-- Start of EXCERPTED PASSAGE --

It is no coincidence that the “Babylonian” captivity of the Hebrews was ended by the Persian Conquest of the region, though the Neo-Babylonian regime was actually vanquished some years earlier by the Medes. There are many Old Testament stories of the influence of the Hebrews on their Persian overlords, such as the story of Daniel in the Lion’s Den. The Old Testament is full of stories of the power and protection of the One True God, who impressed the Persians (and earlier rulers) with his power to protect His prophets and the willingness of martyrs to die for their faith. In fact, at one point in the Bible, when Daniel had caused the destruction of the idol, Bel, and the great dragon of the Babylonians, they rose up against Cyrus, saying, “The king has become a Jew”.  (Daniel, Chapter 14, pp. 934-935, The New American Bible) They forced Daniel to be placed in a den with seven lions, but he miraculously survived again (his second encounter with lions), with the result that the priests themselves were consequently cast to the lions and devoured. In fact, the monotheistic beliefs of the Hebrews fit nicely into the monotheism of orthodox Zoroastrian teachings, which could account for the favored position given to the Jewish community for many years under Zoroastrian Persian rulers.

-- End of EXCERPTED PASSAGE --
-- Start of INFORMATION SUPPLIED --

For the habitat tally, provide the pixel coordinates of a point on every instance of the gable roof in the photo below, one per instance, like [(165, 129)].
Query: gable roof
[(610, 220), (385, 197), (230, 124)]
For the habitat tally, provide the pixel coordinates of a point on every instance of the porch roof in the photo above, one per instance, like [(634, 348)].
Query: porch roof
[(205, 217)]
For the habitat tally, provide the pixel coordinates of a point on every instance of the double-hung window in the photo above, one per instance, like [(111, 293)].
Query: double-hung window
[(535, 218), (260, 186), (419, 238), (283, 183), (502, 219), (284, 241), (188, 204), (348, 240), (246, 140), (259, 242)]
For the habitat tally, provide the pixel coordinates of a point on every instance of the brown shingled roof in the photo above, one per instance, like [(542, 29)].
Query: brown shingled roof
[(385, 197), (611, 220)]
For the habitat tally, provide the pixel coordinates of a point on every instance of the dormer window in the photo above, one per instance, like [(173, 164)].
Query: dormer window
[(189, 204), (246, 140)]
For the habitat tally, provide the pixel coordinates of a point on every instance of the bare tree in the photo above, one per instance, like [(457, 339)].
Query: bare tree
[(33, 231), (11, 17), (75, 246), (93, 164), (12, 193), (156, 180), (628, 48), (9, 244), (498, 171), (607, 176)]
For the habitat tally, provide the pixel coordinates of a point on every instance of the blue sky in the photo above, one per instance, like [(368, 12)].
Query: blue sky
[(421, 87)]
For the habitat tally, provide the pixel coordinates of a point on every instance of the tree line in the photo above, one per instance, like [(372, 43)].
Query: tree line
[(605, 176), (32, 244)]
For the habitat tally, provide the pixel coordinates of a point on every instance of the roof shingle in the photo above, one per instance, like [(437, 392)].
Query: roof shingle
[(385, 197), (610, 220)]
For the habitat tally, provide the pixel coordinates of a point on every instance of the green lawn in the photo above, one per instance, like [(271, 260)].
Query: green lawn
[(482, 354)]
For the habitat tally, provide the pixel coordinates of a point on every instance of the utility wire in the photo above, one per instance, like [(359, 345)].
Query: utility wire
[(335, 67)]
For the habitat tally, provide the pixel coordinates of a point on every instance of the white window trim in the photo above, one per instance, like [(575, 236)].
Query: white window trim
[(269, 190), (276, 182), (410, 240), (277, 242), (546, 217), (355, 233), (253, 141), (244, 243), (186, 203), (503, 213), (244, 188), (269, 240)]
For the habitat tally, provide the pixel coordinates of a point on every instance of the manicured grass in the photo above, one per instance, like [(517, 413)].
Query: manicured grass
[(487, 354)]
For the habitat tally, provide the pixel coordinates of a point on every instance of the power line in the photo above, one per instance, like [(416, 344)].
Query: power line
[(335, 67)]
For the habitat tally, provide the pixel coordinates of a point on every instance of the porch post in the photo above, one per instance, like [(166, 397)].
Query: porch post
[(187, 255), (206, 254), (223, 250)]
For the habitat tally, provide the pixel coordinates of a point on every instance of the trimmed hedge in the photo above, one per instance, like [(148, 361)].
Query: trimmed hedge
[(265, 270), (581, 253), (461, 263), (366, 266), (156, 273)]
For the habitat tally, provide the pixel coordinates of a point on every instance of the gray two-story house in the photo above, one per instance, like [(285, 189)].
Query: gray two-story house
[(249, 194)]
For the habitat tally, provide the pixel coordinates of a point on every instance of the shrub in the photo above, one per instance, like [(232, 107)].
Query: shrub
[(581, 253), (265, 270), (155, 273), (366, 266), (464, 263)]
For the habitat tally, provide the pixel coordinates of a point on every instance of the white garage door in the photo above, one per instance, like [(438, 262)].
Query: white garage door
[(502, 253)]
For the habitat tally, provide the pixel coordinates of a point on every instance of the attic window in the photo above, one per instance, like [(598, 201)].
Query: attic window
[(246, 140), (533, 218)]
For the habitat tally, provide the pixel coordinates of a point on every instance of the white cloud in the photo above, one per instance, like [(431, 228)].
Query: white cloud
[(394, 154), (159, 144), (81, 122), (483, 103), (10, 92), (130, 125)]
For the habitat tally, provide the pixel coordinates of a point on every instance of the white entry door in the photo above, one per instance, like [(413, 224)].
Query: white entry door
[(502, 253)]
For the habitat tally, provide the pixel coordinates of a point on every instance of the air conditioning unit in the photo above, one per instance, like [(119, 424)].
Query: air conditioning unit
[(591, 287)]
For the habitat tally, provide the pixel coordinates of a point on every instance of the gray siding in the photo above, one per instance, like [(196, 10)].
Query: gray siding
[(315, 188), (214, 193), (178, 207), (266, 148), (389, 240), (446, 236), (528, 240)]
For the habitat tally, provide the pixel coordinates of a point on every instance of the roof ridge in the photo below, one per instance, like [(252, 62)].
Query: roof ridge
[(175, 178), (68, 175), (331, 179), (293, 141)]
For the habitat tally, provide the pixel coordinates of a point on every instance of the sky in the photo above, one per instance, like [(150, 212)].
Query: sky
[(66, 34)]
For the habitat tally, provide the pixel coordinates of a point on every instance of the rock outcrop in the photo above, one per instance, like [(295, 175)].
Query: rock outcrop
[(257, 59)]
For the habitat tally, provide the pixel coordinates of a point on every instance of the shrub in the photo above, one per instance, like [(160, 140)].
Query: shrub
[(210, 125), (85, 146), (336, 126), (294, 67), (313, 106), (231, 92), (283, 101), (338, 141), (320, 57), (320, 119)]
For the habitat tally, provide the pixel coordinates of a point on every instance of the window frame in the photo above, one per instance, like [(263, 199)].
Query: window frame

-- End of INFORMATION SUPPLIED --

STATED EXERCISE 1 → Summarize the passage on the Hebrews under Persian rule in two sentences.
STATED EXERCISE 2 →
Answer these questions from the passage on the Hebrews under Persian rule:
(a) Which people actually vanquished the Neo-Babylonian regime?
(b) How many lions were in the den where Daniel was placed?
(c) What happened to the priests after Daniel survived?
The items are separate material and have no connection to the passage.

EXERCISE RESULT 1 → The Hebrews' captivity ended with the Persian Conquest, and Old Testament stories such as that of Daniel in the Lion's Den describe the Hebrews' influence on their Persian overlords and the power of their God to protect His prophets. Daniel survived a den of seven lions, after which the priests were thrown to the lions, and the passage suggests that Hebrew monotheism's fit with orthodox Zoroastrian teachings could account for the Jewish community's long-favored position under Zoroastrian Persian rulers.

EXERCISE RESULT 2 →
(a) The Medes.
(b) Seven.
(c) They were cast to the lions and devoured.